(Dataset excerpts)
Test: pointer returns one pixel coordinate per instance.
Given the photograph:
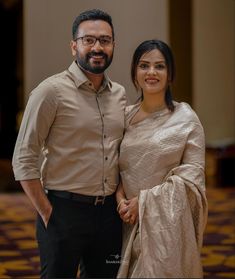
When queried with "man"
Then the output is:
(76, 120)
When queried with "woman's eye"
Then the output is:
(143, 66)
(160, 66)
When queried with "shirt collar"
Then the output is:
(80, 78)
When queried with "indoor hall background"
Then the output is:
(35, 44)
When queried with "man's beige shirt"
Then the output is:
(70, 134)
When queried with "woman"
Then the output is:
(162, 197)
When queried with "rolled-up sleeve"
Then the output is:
(38, 117)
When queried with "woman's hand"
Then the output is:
(129, 210)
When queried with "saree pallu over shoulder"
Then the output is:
(172, 201)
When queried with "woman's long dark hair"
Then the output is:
(147, 46)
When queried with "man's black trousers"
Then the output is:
(80, 233)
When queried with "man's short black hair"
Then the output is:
(94, 14)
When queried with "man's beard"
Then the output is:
(94, 69)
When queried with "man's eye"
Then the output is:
(89, 40)
(104, 41)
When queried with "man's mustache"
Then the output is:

PROBLEM TO SOLVE —
Reproduce the data above word for word and omit the images.

REPLY TO THE TASK —
Test: pointer returns one pixel coordinate per instance.
Given the photograph:
When queried with "man"
Then the output is:
(76, 120)
When queried with "woman's eye"
Then the output is:
(143, 66)
(160, 66)
When queried with "shirt collar"
Then the output is:
(80, 78)
When queried with "indoor hall background"
Then the output is:
(35, 44)
When queried with "man's beige shirt"
Then the output is:
(70, 134)
When queried with "woman"
Then the output is:
(162, 197)
When queried with "rolled-up sleeve"
Then the output is:
(38, 117)
When queried with "woman's hand"
Then the output is:
(129, 210)
When queried with "saree pallu over shoulder"
Then the output is:
(172, 201)
When queried with "woman's long dark hair"
Then the output is:
(147, 46)
When queried with "man's black trousers"
Then the output is:
(80, 233)
When queried with "man's short black hair"
Then the output is:
(94, 14)
When queried with "man's beard"
Then the output is:
(94, 69)
When queried with "man's eye"
Then the output is:
(89, 40)
(104, 41)
When queried with "man's mustache"
Then the output is:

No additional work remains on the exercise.